## start DATA TO USE

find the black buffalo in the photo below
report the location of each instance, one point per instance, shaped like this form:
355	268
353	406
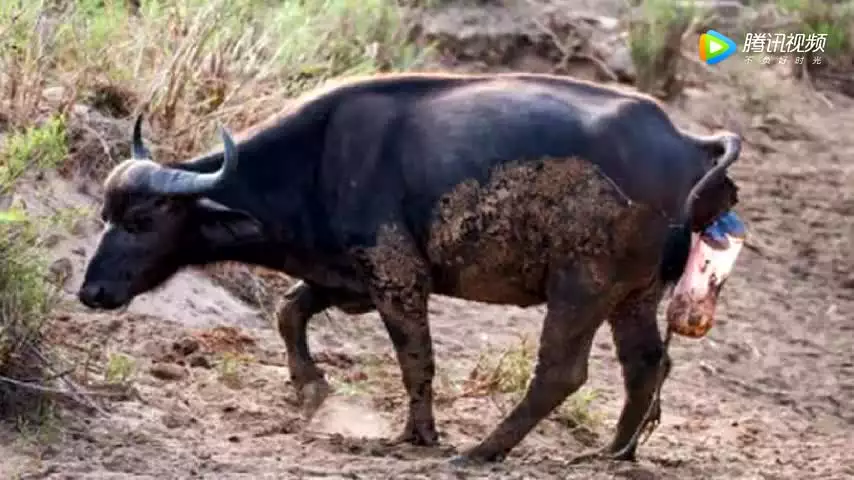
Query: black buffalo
512	189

## end DATA TO USE

■ EXERCISE DETAILS:
Extract every one of the lines above word for word, and leave the pictures out of your answer.

■ TASK RESPONSE:
find the black buffalo in the photo below
report the location of each instance, one point per instance, shaped like this form:
355	268
353	406
Query: black buffalo
512	189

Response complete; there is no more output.